:: REQUIRED ACTIONS ::
- a) Can you return the column about Bishop Malone word for word, from "WHEN I asked" up to and including "charges were imminent."?
- b) How would the column about Bishop Malone go on? Carry it further, starting right after its final sentence.

:: SELECTED TEXT ::

---+---

WHEN I asked in a column two years ago what Bishop Michael Malone had done about the apparent freedom of a Catholic priest, Father Vince Ryan, to prey sexually on boys in his Maitland-Newcastle diocese the bishop made the following statement:
“When allegations of sexual abuse were made against Vincent Ryan in November 1995, he was immediately withdrawn from active ministry and the proper procedure of our legal system took its course, leading to his imprisonment.”
In June last year, when Bishop Malone learnt of allegations of sexual abuse against another priest, he did not withdraw that priest from active ministry until nine months later, in March this year, when he learnt that police charges were imminent.
Indeed, just over one month after learning of the allegations last year, Bishop Malone extended this particular priest’s area of responsibility, making him the parish priest of Lochinvar, in addition to his existing appointment as parish priest of Branxton.
An important point needs to be made here. That is that the charges against this priest, Father James Fletcher, are only allegations. They have not been proved. Father Fletcher has denied the allegations, although he is yet to plead in a formal sense, and it may be that Father Fletcher is not guilty of anything.

---+---

Region outline listing
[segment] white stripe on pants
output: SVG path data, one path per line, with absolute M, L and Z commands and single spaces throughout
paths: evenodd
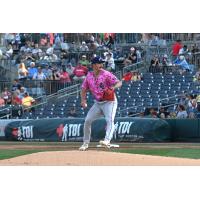
M 83 141 L 85 143 L 90 142 L 92 122 L 102 116 L 105 116 L 107 123 L 105 140 L 110 141 L 113 137 L 113 133 L 115 130 L 114 119 L 116 110 L 117 99 L 115 99 L 115 101 L 95 102 L 94 105 L 88 111 L 88 114 L 85 119 Z

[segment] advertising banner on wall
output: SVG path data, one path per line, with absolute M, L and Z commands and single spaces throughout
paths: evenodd
M 162 142 L 170 140 L 170 127 L 161 119 L 116 118 L 115 141 Z M 84 119 L 39 119 L 13 121 L 5 127 L 6 140 L 18 141 L 82 141 Z M 106 121 L 92 124 L 91 141 L 103 139 Z

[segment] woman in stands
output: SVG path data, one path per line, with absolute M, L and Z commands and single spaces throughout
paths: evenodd
M 24 63 L 19 64 L 18 68 L 18 79 L 21 80 L 26 80 L 28 76 L 28 70 L 26 69 L 26 66 Z

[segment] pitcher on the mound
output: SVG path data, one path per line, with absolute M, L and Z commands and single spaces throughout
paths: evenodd
M 115 130 L 114 118 L 117 110 L 117 98 L 114 90 L 121 87 L 122 82 L 109 71 L 103 69 L 103 59 L 96 56 L 92 60 L 92 72 L 88 72 L 81 88 L 81 106 L 87 107 L 86 93 L 90 91 L 95 98 L 84 123 L 83 145 L 79 150 L 85 151 L 89 147 L 91 124 L 94 120 L 104 116 L 106 119 L 106 135 L 99 143 L 109 147 Z

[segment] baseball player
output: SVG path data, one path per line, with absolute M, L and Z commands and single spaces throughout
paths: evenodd
M 87 107 L 86 93 L 90 91 L 95 98 L 94 105 L 90 108 L 84 123 L 83 145 L 79 148 L 85 151 L 89 147 L 91 124 L 94 120 L 104 116 L 107 122 L 105 139 L 99 143 L 109 147 L 115 130 L 114 118 L 117 110 L 117 98 L 114 90 L 121 87 L 119 81 L 111 72 L 103 69 L 103 59 L 96 56 L 92 59 L 92 69 L 83 81 L 81 88 L 81 106 Z

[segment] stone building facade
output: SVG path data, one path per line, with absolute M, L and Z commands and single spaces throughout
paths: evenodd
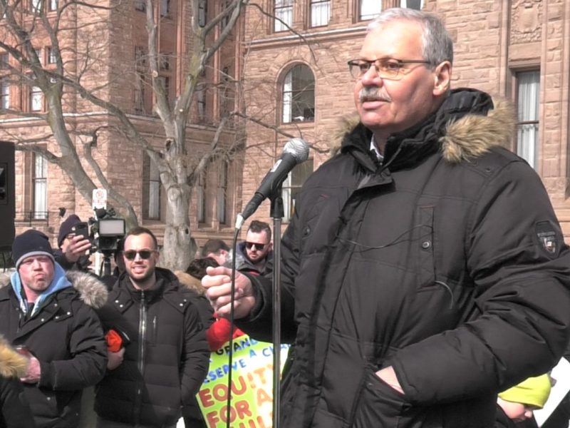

---+---

:: IN RESPONSE ::
- a)
WHEN I asked in a column two years ago what Bishop Michael Malone had done about the apparent freedom of a Catholic priest, Father Vince Ryan, to prey sexually on boys in his Maitland-Newcastle diocese the bishop made the following statement:
“When allegations of sexual abuse were made against Vincent Ryan in November 1995, he was immediately withdrawn from active ministry and the proper procedure of our legal system took its course, leading to his imprisonment.”
In June last year, when Bishop Malone learnt of allegations of sexual abuse against another priest, he did not withdraw that priest from active ministry until nine months later, in March this year, when he learnt that police charges were imminent.

- b)
In his written response that contained the above quote, Bishop Malone was clearly displeased with my attack on what I saw, and see, as the Catholic diocese’s failures in regards to Father Ryan’s pedophilia. He wrote of my column as a continuing attack on the church, the diocese and himself, he pointed out that he was not “accountable to Mr Corbett”, and with a “let me jog his memory” he told how Father Ryan had been immediately withdrawn from active ministry.
Today I’m jogging Bishop Malone’s memory.
I had pointed out two days before his response two years ago that Father Vince Ryan had preyed sexually on 26 known boys while he was transferred from parish to parish within the Maitland-Newcastle Catholic diocese and while he was known at a senior level within the diocese to be a pedophile.
Bishop Malone had arrived in the Maitland-Newcastle diocese as assistant bishop only 10 months before “allegations of sexual abuse were made against Vincent Ryan”, and it may well be that he did not know that allegations of pedophilia had been made against Father Ryan before and, in the 1970s, admitted.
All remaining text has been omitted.